» **Task goal**:
In everything from the line containing "the horse in" down to the line containing "x=108, y=215", substitute "unobstructed area" for each "visible region". Return only those lines, with nothing else altered.

» **Record extracts**:
================================
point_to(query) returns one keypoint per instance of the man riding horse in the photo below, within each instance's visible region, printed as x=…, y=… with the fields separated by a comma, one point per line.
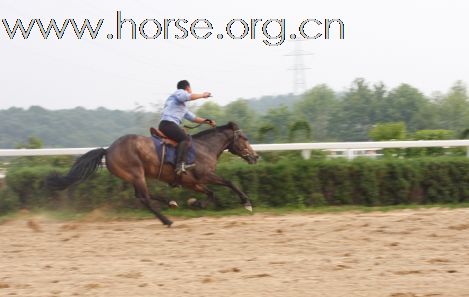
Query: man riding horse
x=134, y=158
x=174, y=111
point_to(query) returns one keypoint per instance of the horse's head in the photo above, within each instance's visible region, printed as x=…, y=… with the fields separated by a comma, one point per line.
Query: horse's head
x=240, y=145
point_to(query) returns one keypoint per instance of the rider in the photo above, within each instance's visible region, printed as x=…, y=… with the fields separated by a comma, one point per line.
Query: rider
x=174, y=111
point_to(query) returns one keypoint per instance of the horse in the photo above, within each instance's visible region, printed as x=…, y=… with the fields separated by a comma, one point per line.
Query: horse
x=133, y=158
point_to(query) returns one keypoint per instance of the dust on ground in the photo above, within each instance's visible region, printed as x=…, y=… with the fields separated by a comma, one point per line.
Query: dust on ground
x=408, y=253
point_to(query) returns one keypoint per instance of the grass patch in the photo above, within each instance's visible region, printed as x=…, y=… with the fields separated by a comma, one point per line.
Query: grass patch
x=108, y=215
================================
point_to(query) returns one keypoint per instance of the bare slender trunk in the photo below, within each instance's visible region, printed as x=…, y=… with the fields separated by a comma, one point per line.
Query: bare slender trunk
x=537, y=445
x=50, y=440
================================
» **Response to this exercise**:
point_to(query) returns one keypoint per instance of the horse in the photo above, within each instance's unobstructed area, printed as x=…, y=… with the fields separated by a comma, one point per line.
Query: horse
x=133, y=158
point_to(query) returns one keypoint per instance of the dust on ground in the photo above, within each instance's unobstructed area, printed as x=…, y=… with the fields separated by a comma, one point per line.
Query: dust on ground
x=408, y=253
point_to(query) returns one keypoint per instance of the grass patch in the photo above, within each instance's unobstructed area, printed as x=…, y=… with the fields separated by a comma, one point per line.
Query: grass patch
x=108, y=215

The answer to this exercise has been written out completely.